Typical Computation Flow for FHE

Accelerating FHE

Are general-purpose CPUs the best computing platform for executing FHE operations?

Probably not.

CPUs are ubiquitous, and many people can use them for FHE. GPUs can be good candidates because they have a large number of small arithmetic cores that execute many operations simultaneously. However, unlike AI applications, not all of the FHE calculations are easily parallelizable to many cores.

Field Programmable Gate Arrays (FPGAs) are a class of reconfigurable hardware that can be re-programmed. The computational resources on FPGA chips, such as Digital Processing Units (DSPs), can be used in an arbitrary configuration. Compared to GPUs, FPGAs consume less power and provide more flexibility, making them an ideal candidate for cloud service applications. A major challenge in utilizing FPGAs is the limited on-chip memory (only a few MB of storage). Ciphertexts in FHE are very large, which prohibit the storage of all of the intermediate data on FPGA.

FPGAs vs GPUs

Microsoft’s Project HEAX

HEAX (Homomorphic Encryption Acceleration) project focuses on designing a new computing architecture, specifically designed for FHE. The architecture can be realized using FPGAs or Application-Specific Integrated Circuit (ASIC). HEAX improves performance by more than two orders of magnitude compared to modern CPUs.

The "KeySwitch" module within the HEAX architecture

What are the main enablers of the performance improvement?

Optimized bit-width: in CPU and GPU chips, the bit-width of computation units is fixed, usually 32-bit or 64-bit. FPGAs provide the flexibility to choose arbitrary bit-width for any part of the computation. In FHE evaluation functions, the bit-width of numbers during computation is usually bounded by a prime number which has fewer than 64 bits. Therefore, the bit-width of all intermediate results can be optimized to minimize the resource consumption on the chip.
Access patterns: another fundamental characteristic of FPGAs is the arbitrary configuration of computing units. FHE evaluation functions exhibit a complex and convoluted access pattern that is not suitable for CPUs and GPUs. The Single Instruction Multiple Data (SIMD) feature of CPUs and GPUs are efficient ways of performing a single calculation on many numbers. However, the irregular access pattern of FHE limits the benefit of SIMD operations.

DATA UNDER STUDY

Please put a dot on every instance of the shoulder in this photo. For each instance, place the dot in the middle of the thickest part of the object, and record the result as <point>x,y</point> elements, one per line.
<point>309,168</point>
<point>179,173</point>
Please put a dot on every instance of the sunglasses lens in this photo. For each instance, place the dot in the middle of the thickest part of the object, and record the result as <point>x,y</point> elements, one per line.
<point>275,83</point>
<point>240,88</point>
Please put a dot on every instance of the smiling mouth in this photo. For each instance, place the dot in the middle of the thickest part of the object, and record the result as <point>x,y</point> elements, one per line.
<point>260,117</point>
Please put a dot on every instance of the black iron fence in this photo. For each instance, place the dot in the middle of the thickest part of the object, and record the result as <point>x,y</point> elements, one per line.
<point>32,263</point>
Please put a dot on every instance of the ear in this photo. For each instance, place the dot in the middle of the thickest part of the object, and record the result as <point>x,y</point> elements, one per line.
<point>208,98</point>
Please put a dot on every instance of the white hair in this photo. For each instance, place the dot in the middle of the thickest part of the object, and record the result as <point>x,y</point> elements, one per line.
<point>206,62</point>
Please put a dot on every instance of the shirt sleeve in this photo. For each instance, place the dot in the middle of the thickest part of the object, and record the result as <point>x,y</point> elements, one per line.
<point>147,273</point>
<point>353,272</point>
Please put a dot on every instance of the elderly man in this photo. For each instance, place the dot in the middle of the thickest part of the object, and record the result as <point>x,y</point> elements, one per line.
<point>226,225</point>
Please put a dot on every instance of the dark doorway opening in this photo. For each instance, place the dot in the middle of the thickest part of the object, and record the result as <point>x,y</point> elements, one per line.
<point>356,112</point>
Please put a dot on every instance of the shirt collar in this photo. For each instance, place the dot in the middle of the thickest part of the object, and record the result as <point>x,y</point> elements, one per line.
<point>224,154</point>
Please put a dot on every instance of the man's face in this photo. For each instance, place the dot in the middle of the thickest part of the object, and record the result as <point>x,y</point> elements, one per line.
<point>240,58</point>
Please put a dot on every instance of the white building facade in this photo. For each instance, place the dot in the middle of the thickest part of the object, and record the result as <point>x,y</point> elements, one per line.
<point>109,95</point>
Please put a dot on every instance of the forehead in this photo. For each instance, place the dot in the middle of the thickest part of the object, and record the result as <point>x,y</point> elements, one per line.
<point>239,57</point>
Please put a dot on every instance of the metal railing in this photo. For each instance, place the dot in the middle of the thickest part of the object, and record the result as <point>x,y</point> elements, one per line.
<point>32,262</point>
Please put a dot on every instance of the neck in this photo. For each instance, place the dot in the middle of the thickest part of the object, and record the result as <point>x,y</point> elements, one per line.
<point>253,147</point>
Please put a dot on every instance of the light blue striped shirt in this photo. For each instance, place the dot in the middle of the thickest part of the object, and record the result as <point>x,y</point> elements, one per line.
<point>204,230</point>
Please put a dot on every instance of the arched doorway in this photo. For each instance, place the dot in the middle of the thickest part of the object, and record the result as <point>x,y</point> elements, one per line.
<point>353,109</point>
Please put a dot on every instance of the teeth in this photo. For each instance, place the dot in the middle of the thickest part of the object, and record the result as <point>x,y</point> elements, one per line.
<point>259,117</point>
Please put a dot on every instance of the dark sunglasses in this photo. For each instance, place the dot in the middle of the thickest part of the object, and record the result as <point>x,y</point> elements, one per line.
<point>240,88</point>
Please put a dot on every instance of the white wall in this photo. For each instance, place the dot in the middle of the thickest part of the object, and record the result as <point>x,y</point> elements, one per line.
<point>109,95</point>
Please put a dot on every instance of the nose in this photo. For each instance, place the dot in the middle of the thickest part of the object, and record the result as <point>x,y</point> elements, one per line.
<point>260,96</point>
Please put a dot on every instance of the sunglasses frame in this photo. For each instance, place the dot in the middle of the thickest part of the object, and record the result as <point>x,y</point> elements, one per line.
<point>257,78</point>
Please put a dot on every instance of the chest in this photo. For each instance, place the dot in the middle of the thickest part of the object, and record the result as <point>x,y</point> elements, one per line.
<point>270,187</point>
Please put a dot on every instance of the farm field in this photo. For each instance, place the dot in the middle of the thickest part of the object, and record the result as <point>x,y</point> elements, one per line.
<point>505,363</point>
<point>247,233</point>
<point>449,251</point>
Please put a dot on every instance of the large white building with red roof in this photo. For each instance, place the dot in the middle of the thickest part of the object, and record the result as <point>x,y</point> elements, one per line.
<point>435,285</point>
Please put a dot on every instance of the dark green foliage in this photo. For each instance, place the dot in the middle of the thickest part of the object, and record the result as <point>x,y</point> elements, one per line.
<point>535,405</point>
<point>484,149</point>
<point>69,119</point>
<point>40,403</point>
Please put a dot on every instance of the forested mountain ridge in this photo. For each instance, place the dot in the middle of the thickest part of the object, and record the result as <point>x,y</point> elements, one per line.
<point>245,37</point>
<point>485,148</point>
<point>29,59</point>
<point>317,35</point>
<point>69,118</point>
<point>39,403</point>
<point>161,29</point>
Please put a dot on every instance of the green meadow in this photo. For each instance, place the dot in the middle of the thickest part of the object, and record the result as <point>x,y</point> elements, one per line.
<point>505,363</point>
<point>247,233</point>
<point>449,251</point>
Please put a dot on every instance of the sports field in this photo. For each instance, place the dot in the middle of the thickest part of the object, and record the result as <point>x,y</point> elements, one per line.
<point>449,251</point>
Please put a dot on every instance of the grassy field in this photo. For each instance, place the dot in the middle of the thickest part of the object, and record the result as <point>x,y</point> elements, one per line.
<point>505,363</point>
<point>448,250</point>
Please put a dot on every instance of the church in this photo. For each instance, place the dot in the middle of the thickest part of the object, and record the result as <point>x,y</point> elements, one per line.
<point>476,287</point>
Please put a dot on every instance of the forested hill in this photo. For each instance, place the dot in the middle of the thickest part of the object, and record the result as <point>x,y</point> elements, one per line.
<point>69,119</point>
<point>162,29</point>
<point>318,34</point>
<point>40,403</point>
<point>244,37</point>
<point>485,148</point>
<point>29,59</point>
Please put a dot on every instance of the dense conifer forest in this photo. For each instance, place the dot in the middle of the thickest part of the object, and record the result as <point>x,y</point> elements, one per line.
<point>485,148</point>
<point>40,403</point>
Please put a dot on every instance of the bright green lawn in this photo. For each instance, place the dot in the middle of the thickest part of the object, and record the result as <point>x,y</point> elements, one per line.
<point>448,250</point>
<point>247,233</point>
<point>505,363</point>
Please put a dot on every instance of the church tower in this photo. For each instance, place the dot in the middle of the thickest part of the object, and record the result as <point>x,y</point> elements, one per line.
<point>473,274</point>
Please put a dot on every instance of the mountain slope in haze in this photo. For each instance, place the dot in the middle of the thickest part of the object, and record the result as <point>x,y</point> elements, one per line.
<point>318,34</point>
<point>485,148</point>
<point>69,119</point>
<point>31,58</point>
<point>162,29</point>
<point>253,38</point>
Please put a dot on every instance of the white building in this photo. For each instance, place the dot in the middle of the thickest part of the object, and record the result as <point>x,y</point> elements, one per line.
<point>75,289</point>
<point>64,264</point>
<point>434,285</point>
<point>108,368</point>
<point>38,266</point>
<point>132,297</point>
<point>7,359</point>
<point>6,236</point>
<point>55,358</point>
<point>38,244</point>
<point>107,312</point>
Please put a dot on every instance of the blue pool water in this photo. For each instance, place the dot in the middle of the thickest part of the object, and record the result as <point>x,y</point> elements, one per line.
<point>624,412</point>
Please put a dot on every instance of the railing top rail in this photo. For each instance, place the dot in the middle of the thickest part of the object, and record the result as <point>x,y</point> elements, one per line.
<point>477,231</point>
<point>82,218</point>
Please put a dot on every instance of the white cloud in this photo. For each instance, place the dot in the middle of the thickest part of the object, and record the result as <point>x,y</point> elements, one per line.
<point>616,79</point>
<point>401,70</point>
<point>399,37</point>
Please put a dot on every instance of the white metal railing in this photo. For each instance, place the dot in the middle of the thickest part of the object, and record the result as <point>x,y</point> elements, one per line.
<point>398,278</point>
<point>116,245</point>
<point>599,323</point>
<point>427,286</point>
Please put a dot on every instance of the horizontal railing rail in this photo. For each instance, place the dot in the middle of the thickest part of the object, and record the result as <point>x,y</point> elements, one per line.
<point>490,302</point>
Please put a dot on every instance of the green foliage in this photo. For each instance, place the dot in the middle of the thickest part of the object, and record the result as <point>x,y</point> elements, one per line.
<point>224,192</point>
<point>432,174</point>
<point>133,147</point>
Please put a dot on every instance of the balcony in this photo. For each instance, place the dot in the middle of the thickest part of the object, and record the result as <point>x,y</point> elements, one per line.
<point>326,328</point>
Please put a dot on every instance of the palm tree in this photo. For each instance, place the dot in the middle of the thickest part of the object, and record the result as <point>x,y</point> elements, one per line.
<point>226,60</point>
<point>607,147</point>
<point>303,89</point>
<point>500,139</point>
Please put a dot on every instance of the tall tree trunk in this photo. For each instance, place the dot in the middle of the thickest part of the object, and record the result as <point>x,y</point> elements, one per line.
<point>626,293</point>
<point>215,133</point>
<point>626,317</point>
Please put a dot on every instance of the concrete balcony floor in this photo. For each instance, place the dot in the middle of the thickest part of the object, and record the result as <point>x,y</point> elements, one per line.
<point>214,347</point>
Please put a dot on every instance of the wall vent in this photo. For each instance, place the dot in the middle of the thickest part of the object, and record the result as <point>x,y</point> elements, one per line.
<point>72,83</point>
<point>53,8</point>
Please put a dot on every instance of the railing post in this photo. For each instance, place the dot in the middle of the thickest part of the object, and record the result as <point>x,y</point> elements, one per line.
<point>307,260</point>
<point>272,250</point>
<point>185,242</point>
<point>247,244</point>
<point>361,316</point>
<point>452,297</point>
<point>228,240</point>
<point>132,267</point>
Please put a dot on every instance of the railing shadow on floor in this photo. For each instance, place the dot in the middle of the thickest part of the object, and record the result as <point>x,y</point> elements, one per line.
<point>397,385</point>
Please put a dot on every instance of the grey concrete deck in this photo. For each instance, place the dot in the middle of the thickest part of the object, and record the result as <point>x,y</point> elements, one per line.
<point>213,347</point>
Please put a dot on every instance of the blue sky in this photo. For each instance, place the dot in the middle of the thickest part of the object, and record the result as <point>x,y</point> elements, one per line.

WHAT IS EXPECTED
Please copy the whole text on accelerating FHE above, word for word and line for line.

RESULT
Typical Computation Flow for FHE

Accelerating FHE

Are general-purpose CPUs the best computing platform for executing FHE operations?

Probably not.

CPUs are ubiquitous, and many people can use them for FHE. GPUs can be good candidates because they have a large number of small arithmetic cores that execute many operations simultaneously. However, unlike AI applications, not all of the FHE calculations are easily parallelizable to many cores.

Field Programmable Gate Arrays (FPGAs) are a class of reconfigurable hardware that can be re-programmed. The computational resources on FPGA chips, such as Digital Processing Units (DSPs), can be used in an arbitrary configuration. Compared to GPUs, FPGAs consume less power and provide more flexibility, making them an ideal candidate for cloud service applications. A major challenge in utilizing FPGAs is the limited on-chip memory (only a few MB of storage). Ciphertexts in FHE are very large, which prohibit the storage of all of the intermediate data on FPGA.

FPGAs vs GPUs

Microsoft’s Project HEAX

HEAX (Homomorphic Encryption Acceleration) project focuses on designing a new computing architecture, specifically designed for FHE. The architecture can be realized using FPGAs or Application-Specific Integrated Circuit (ASIC). HEAX improves performance by more than two orders of magnitude compared to modern CPUs.

The "KeySwitch" module within the HEAX architecture

What are the main enablers of the performance improvement?

Optimized bit-width: in CPU and GPU chips, the bit-width of computation units is fixed, usually 32-bit or 64-bit. FPGAs provide the flexibility to choose arbitrary bit-width for any part of the computation. In FHE evaluation functions, the bit-width of numbers during computation is usually bounded by a prime number which has fewer than 64 bits. Therefore, the bit-width of all intermediate results can be optimized to minimize the resource consumption on the chip.
Access patterns: another fundamental characteristic of FPGAs is the arbitrary configuration of computing units. FHE evaluation functions exhibit a complex and convoluted access pattern that is not suitable for CPUs and GPUs. The Single Instruction Multiple Data (SIMD) feature of CPUs and GPUs are efficient ways of performing a single calculation on many numbers. However, the irregular access pattern of FHE limits the benefit of SIMD operations.